-- Exercise prompt --
Reproduce all entries precisely, down to the last character.

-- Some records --
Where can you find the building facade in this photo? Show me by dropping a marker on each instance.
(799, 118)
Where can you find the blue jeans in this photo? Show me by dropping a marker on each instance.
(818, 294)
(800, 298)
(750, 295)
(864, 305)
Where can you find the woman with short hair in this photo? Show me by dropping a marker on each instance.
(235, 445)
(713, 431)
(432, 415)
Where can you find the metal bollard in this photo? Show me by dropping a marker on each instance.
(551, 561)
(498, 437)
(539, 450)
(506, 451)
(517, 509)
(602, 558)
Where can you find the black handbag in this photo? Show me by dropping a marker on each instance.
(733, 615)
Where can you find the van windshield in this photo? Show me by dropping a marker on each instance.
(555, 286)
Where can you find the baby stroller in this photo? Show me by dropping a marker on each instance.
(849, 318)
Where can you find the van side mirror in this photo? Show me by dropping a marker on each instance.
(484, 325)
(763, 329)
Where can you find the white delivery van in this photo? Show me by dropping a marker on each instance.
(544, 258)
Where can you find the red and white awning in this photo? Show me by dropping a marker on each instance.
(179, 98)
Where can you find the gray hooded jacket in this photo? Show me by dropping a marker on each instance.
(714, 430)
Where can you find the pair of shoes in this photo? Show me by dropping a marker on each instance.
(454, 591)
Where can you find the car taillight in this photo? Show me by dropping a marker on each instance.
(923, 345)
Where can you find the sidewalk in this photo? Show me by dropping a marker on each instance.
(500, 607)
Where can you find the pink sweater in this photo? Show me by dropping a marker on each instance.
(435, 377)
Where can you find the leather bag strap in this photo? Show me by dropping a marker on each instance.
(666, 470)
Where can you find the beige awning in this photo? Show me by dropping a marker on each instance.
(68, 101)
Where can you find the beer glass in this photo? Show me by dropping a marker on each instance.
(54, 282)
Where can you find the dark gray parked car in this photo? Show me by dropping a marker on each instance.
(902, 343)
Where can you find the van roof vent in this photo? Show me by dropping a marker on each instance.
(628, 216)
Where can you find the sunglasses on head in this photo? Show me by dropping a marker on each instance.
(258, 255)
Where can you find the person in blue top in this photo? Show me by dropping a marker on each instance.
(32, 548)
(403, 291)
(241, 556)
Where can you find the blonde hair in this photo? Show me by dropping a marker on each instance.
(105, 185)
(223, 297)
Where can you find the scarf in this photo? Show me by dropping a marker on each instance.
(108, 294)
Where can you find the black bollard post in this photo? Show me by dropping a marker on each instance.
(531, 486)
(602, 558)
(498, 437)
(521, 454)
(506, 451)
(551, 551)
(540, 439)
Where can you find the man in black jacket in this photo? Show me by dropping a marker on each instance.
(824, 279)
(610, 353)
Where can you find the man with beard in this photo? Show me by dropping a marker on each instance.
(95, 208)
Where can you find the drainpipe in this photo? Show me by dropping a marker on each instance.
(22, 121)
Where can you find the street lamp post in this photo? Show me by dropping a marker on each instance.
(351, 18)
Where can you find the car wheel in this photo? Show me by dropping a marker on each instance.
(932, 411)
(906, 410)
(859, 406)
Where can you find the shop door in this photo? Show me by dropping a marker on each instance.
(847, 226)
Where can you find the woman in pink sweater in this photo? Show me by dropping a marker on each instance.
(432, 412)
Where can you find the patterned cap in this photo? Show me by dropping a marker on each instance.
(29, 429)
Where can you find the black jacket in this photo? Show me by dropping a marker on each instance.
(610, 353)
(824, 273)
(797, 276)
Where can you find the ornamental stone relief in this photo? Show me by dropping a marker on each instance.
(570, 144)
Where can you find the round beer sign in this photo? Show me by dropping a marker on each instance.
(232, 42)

-- Answer to this task --
Where can you find the building facade in this photo? Show me by dropping a marker on each instance.
(799, 118)
Where can you find the blue jeans in this photo? Show me by dropping a marker on each instance.
(818, 294)
(800, 298)
(750, 295)
(864, 305)
Where can you find the woman with short hair in this photo? Show me by dropping a marker on each instance.
(235, 445)
(713, 431)
(432, 415)
Where can you find the metal bollard in this photo? Show me by dropping a marker on each instance.
(551, 561)
(498, 437)
(539, 450)
(506, 451)
(517, 509)
(602, 558)
Where can you find the black handbag in this photo? Show me by dropping a marker on each instance.
(733, 615)
Where can you find the van windshield in this photo? Show me by dropping a marker on each instance.
(555, 286)
Where can you find the baby stroller in this photo? Show me by dropping a marker on each instance.
(849, 318)
Where can you find the van side mirror in this photo? Show me by dropping a marker on each instance.
(484, 325)
(763, 329)
Where can you find the white delivery van in this photo? Show me by dropping a marker on each instance.
(544, 258)
Where can you find the red and white awning in this photo? Show me by dropping a marker on each instance.
(179, 98)
Where can you find the gray hooded jacket in this photo? Show me by dropping a marker on each instance.
(714, 430)
Where can you find the pair of shoes in this photo? Show me by dropping a marker on each instance.
(454, 591)
Where can you find the car taillight in this photo? Show me by dropping a marker on each instance.
(923, 345)
Where can you find the sidewalk in this photo? Show me by dropping a marker on each instance.
(500, 607)
Where can you find the pink sweater in this photo? Show me by dropping a marker on each instance.
(435, 377)
Where can you find the leather bag strap in this photo? Show me by dropping a marker on each instance.
(666, 470)
Where can you find the beige awning in this photo? Show me by dropping a marker on each instance.
(68, 101)
Where can you find the beer glass in this photo? Show me by dropping a marker on each instance.
(54, 282)
Where can you find the dark gray parked car in this photo? Show me by dropping a marker on each instance.
(902, 343)
Where can you find the van roof vent in this photo? Show me by dropping a marker on each instance.
(628, 216)
Where can you find the sunglasses on head in this photo? Show me by dropping a marker on each instance.
(258, 255)
Where can you find the person in blue top in this photo? Show me by dropping a marker on each instance.
(32, 548)
(403, 291)
(241, 556)
Where can you find the blonde hair in this photo? Show me by dropping a marker on each instance.
(105, 185)
(223, 297)
Where can you find the scarf in this photo? Show me by dropping a marker on each instance.
(108, 294)
Where can you find the black bollard post in this photo? Show me by dropping a marker on each instance.
(531, 486)
(602, 558)
(498, 437)
(521, 454)
(506, 451)
(551, 551)
(540, 439)
Where can you find the man in black jacket in this photo? Show me by dropping a marker on each instance.
(824, 279)
(610, 353)
Where can you find the man with beard in this photo? Show me by dropping a marker on each instance.
(95, 208)
Where can you find the drainpipe in this photo? Show me by dropping a marker on each instance.
(22, 121)
Where can you find the street lamp post in this photo? Show me by dropping a marker on each instance.
(351, 18)
Where can you find the car wheel in this photo? Show me by dropping a marker on each instance.
(932, 411)
(906, 410)
(859, 406)
Where can you find the shop door in this photo? Show me by dropping a marker on each instance.
(847, 226)
Where can you find the woman in pink sweater in this photo? Show me by dropping a marker on each instance.
(432, 412)
Where can you find the patterned cap in this photo? Show me by dropping a marker on each instance.
(29, 429)
Where can you find the black jacket in this photo? Show me by dropping a marker on each instance.
(610, 353)
(824, 273)
(797, 276)
Where can you find the ornamental stone relief in this photo? Show me by dropping a marker on each instance.
(570, 144)
Where can you find the round beer sign in this photo? Show me by dropping a marker on each instance.
(232, 42)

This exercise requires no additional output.